====== Material for this exercise
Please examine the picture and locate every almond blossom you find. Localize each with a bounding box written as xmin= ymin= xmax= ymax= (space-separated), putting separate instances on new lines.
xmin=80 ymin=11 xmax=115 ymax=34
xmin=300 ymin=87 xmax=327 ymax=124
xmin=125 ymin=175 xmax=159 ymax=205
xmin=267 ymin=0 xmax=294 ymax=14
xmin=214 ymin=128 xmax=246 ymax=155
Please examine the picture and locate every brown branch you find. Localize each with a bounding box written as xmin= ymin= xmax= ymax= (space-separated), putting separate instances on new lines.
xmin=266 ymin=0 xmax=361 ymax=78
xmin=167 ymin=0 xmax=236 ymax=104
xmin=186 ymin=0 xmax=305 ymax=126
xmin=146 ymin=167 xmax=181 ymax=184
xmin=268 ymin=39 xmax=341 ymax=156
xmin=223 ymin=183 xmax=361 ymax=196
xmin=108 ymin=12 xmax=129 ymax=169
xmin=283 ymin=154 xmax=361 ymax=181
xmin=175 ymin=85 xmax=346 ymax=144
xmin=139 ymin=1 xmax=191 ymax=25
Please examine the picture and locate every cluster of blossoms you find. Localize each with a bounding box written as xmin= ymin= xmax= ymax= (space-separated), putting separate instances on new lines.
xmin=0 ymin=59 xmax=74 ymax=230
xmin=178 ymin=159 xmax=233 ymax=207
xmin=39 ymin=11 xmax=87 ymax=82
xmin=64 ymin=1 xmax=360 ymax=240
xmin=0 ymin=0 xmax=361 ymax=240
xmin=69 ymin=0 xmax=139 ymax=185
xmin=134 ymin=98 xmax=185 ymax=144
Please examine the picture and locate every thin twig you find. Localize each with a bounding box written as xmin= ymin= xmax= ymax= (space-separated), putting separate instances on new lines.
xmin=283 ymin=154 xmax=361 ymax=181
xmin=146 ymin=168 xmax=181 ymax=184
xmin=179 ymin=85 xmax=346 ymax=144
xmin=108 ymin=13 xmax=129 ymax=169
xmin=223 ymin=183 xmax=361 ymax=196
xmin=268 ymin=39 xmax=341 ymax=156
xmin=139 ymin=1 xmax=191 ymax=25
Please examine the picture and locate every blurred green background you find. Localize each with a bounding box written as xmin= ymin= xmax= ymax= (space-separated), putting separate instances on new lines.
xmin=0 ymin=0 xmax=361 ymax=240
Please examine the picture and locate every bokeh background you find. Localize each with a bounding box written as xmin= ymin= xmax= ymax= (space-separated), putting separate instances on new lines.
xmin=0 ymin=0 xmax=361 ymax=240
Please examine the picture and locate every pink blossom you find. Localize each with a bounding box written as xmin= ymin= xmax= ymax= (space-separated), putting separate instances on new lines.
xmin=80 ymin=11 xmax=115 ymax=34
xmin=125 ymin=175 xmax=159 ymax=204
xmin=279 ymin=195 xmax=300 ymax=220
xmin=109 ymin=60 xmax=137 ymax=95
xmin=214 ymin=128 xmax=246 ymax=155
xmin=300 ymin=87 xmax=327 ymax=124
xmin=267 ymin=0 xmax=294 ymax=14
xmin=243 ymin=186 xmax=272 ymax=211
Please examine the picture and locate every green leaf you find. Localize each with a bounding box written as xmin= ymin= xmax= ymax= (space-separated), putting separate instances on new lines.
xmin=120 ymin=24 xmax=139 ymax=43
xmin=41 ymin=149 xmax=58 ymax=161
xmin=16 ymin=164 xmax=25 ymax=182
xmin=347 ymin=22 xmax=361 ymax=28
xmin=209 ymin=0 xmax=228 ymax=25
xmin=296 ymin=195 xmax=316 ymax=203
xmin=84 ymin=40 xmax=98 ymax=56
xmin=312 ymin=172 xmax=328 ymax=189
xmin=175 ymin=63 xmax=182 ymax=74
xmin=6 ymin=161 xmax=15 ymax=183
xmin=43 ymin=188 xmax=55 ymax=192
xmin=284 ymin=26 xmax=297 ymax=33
============
**Exercise goal**
Reproduce all of the records above word for word, keeping each on its own line in the same order.

**The answer**
Please examine the picture and locate every almond blossom you find. Localize each with a bounding box written as xmin= ymin= xmax= ymax= (space-separated), putting separate instances on new lines.
xmin=80 ymin=11 xmax=115 ymax=34
xmin=300 ymin=87 xmax=327 ymax=124
xmin=125 ymin=175 xmax=159 ymax=205
xmin=267 ymin=0 xmax=294 ymax=14
xmin=214 ymin=128 xmax=246 ymax=155
Please examine the picture and locate every brown branch you find. Localize each with a bounding box written as xmin= ymin= xmax= ymax= (space-separated), putting separate instances on new lines.
xmin=266 ymin=0 xmax=361 ymax=78
xmin=167 ymin=0 xmax=236 ymax=104
xmin=186 ymin=0 xmax=305 ymax=126
xmin=146 ymin=167 xmax=181 ymax=184
xmin=268 ymin=39 xmax=341 ymax=156
xmin=223 ymin=183 xmax=361 ymax=196
xmin=108 ymin=12 xmax=129 ymax=169
xmin=283 ymin=154 xmax=361 ymax=181
xmin=175 ymin=85 xmax=346 ymax=144
xmin=139 ymin=1 xmax=191 ymax=25
Please examine the picture and locate every cluster of blossoms you find. Localize each with a bounding box written as xmin= ymin= xmax= ymax= (space-separated), putting separate instances on new lines.
xmin=0 ymin=59 xmax=74 ymax=230
xmin=178 ymin=159 xmax=233 ymax=207
xmin=39 ymin=11 xmax=87 ymax=82
xmin=64 ymin=1 xmax=360 ymax=240
xmin=0 ymin=0 xmax=361 ymax=240
xmin=69 ymin=0 xmax=139 ymax=185
xmin=134 ymin=98 xmax=185 ymax=144
Please examine the picture and locate every thin twig you find. Localize each with a bounding box written as xmin= ymin= xmax= ymax= (space-separated), putting separate instances on new lines.
xmin=283 ymin=154 xmax=361 ymax=181
xmin=146 ymin=168 xmax=181 ymax=184
xmin=179 ymin=85 xmax=346 ymax=144
xmin=108 ymin=13 xmax=129 ymax=169
xmin=223 ymin=183 xmax=361 ymax=196
xmin=268 ymin=39 xmax=341 ymax=156
xmin=139 ymin=1 xmax=191 ymax=25
Please examine the picture and locate every blurred green background you find. Localize each with a bounding box written as xmin= ymin= xmax= ymax= (space-separated), putting separate instances on new lines.
xmin=0 ymin=0 xmax=361 ymax=240
Please examine the picture and locate every bokeh background you find. Localize each with a bounding box written as xmin= ymin= xmax= ymax= (space-separated), putting separate instances on new lines.
xmin=0 ymin=0 xmax=361 ymax=240
Please examine the picture and locate every pink blossom you find. Localize each with a bounding box written as xmin= ymin= xmax= ymax= (space-separated), putting separate instances on new lines.
xmin=80 ymin=11 xmax=115 ymax=34
xmin=125 ymin=175 xmax=159 ymax=204
xmin=279 ymin=195 xmax=300 ymax=220
xmin=109 ymin=60 xmax=137 ymax=95
xmin=214 ymin=128 xmax=246 ymax=155
xmin=300 ymin=87 xmax=327 ymax=124
xmin=267 ymin=0 xmax=294 ymax=14
xmin=243 ymin=186 xmax=272 ymax=211
Please examine the picture and locate every green leaf you find. Localize each with a bounding box written as xmin= ymin= xmax= ymax= (space-separated), putting separate instances on new lines.
xmin=120 ymin=24 xmax=139 ymax=43
xmin=41 ymin=149 xmax=58 ymax=161
xmin=16 ymin=164 xmax=25 ymax=182
xmin=347 ymin=22 xmax=361 ymax=28
xmin=209 ymin=0 xmax=228 ymax=25
xmin=296 ymin=195 xmax=316 ymax=203
xmin=84 ymin=40 xmax=98 ymax=56
xmin=312 ymin=172 xmax=328 ymax=189
xmin=175 ymin=63 xmax=182 ymax=74
xmin=6 ymin=161 xmax=15 ymax=183
xmin=43 ymin=188 xmax=55 ymax=192
xmin=284 ymin=26 xmax=297 ymax=33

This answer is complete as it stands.